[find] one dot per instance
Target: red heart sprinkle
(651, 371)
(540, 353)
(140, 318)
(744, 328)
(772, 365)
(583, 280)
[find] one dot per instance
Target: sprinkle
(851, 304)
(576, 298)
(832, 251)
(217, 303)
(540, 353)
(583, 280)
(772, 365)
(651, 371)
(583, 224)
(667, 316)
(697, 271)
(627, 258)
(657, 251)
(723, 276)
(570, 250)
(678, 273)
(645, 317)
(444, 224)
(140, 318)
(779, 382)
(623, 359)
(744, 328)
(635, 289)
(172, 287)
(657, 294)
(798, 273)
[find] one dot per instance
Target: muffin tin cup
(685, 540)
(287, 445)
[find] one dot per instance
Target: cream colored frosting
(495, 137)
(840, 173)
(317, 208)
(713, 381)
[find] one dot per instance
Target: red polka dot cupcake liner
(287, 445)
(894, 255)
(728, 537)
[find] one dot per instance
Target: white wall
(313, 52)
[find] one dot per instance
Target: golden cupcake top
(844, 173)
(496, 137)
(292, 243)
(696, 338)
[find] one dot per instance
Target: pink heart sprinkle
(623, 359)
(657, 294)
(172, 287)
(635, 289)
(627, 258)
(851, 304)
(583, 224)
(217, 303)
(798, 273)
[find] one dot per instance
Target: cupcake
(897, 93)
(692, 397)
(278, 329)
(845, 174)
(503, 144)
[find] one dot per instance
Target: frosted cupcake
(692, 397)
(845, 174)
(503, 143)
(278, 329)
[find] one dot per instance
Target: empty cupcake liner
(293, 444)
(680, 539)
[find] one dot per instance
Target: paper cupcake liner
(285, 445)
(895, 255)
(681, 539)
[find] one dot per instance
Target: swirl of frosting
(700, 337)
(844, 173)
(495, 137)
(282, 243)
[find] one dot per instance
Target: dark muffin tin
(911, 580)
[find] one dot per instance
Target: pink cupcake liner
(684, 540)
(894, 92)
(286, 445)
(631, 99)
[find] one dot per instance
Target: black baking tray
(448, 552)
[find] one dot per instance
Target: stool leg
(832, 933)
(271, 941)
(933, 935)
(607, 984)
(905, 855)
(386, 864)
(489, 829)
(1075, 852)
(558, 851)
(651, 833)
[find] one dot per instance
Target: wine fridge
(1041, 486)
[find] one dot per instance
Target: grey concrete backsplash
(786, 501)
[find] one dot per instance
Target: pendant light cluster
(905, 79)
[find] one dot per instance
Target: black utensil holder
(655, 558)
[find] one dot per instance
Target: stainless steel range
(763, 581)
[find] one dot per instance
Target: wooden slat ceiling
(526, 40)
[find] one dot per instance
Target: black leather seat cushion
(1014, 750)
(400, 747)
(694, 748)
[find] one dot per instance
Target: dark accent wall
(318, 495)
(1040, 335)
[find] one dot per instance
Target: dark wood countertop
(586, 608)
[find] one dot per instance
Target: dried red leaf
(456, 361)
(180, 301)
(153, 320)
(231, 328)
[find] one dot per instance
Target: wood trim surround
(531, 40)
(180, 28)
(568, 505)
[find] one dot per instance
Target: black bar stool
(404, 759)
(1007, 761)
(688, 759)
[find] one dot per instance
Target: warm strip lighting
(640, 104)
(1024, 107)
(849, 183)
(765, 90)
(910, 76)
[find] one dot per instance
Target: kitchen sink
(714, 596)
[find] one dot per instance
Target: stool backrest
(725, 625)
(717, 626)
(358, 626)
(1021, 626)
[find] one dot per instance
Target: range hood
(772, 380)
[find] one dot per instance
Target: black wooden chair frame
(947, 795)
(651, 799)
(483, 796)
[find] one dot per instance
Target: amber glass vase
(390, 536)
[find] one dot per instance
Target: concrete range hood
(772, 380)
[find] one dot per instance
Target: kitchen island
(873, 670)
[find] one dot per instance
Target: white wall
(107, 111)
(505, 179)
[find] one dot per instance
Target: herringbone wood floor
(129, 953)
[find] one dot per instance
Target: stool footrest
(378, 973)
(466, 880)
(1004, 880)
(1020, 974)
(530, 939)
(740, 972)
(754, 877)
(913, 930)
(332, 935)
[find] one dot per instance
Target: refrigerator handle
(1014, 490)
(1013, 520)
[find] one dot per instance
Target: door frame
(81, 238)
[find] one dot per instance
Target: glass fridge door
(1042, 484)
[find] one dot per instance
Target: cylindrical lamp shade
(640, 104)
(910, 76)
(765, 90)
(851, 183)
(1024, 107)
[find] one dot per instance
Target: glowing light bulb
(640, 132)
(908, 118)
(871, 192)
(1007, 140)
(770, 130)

STATED GOAL: Reproduce the material above, every line of it, exactly.

WORKED SOLUTION:
[find] one dot per instance
Target: red heart sprinkle
(651, 371)
(540, 353)
(140, 318)
(744, 328)
(772, 365)
(583, 280)
[find] one dot per instance
Target: sprinkle
(851, 304)
(576, 298)
(832, 251)
(217, 303)
(540, 353)
(583, 280)
(772, 365)
(651, 371)
(583, 224)
(667, 316)
(697, 271)
(627, 258)
(657, 251)
(723, 276)
(570, 250)
(678, 273)
(645, 317)
(444, 224)
(140, 318)
(779, 382)
(623, 359)
(744, 328)
(635, 289)
(172, 287)
(657, 294)
(798, 273)
[find] one dot per instance
Target: muffin tin cup
(685, 540)
(287, 445)
[find] one dot per instance
Target: cream colored frosting
(495, 137)
(840, 173)
(317, 208)
(713, 381)
[find] one dot per instance
Target: red polka dot cupcake liner
(287, 445)
(894, 255)
(728, 537)
[find] one dot per instance
Target: white wall
(313, 52)
[find] one dot per instance
Target: golden cupcake top
(844, 173)
(496, 137)
(292, 243)
(696, 338)
[find] one dot per instance
Target: pink heart sprinkle
(623, 359)
(657, 294)
(172, 287)
(635, 289)
(627, 258)
(851, 304)
(583, 224)
(217, 303)
(798, 273)
[find] one dot per instance
Target: cupcake
(897, 93)
(692, 397)
(278, 329)
(845, 174)
(503, 144)
[find] one dot per instance
Target: frosted cupcake
(692, 397)
(845, 174)
(503, 143)
(278, 329)
[find] one dot per instance
Target: empty cupcake liner
(293, 444)
(680, 539)
[find] one dot per instance
Target: paper cupcake liner
(285, 445)
(895, 255)
(681, 539)
[find] one dot per instance
Target: swirl of frosting
(700, 337)
(844, 173)
(495, 137)
(282, 243)
[find] one dot per instance
Target: dark muffin tin
(911, 580)
[find] one dot per instance
Target: pink cupcake liner
(684, 540)
(894, 92)
(286, 445)
(631, 99)
[find] one dot per instance
Target: black baking tray
(448, 552)
[find] one dot per instance
Target: stool leg
(832, 933)
(271, 941)
(933, 935)
(607, 984)
(905, 855)
(386, 864)
(489, 829)
(1075, 852)
(558, 851)
(651, 833)
[find] one dot per instance
Target: wine fridge
(1041, 486)
[find] one dot per instance
Target: grey concrete backsplash
(786, 501)
[find] one dot per instance
Target: pendant light cluster
(905, 79)
[find] one dot per instance
Target: black utensil holder
(655, 558)
[find] one dot per instance
Target: stainless steel range
(763, 581)
[find] one dot per instance
Target: wooden slat ceiling
(526, 40)
[find] one dot per instance
Target: black leather seat cushion
(1014, 750)
(400, 747)
(694, 748)
[find] one dot per instance
Target: dark accent wall
(318, 495)
(1040, 335)
[find] one dot per instance
Target: dark wood countertop
(586, 608)
[find] one dot per instance
Target: dried red leaf
(456, 361)
(180, 301)
(153, 320)
(231, 328)
[find] one dot per instance
Target: wood trim surround
(531, 40)
(180, 28)
(568, 505)
[find] one dot per instance
Target: black bar stool
(404, 759)
(1007, 761)
(688, 759)
[find] one dot per instance
Target: warm strip lighting
(640, 104)
(1024, 107)
(849, 183)
(765, 90)
(910, 76)
[find] one dot per instance
Target: kitchen sink
(714, 596)
[find] one dot per instance
Target: stool backrest
(725, 625)
(717, 626)
(358, 626)
(1021, 626)
[find] one dot per instance
Target: range hood
(772, 380)
[find] one dot per instance
Target: black wooden chair frame
(947, 795)
(651, 799)
(483, 796)
[find] one dot per instance
Target: amber glass vase
(390, 536)
[find] one dot per instance
Target: concrete range hood
(772, 380)
[find] one dot per instance
Target: kitchen island
(873, 670)
[find] one dot per instance
Target: white wall
(107, 111)
(505, 179)
[find] one dot per instance
Target: herringbone wood floor
(129, 953)
[find] one dot per instance
Target: stool footrest
(378, 973)
(466, 880)
(1004, 880)
(1020, 974)
(530, 939)
(740, 972)
(754, 877)
(913, 930)
(332, 935)
[find] one dot per instance
Target: refrigerator handle
(1014, 490)
(1013, 520)
[find] one dot per instance
Target: door frame
(81, 238)
[find] one dot per instance
Target: glass fridge door
(1042, 484)
[find] one dot per instance
Target: cylindrical lamp shade
(640, 104)
(910, 76)
(765, 90)
(851, 183)
(1024, 107)
[find] one dot per instance
Target: glowing light bulb
(640, 132)
(908, 118)
(871, 192)
(1007, 140)
(770, 130)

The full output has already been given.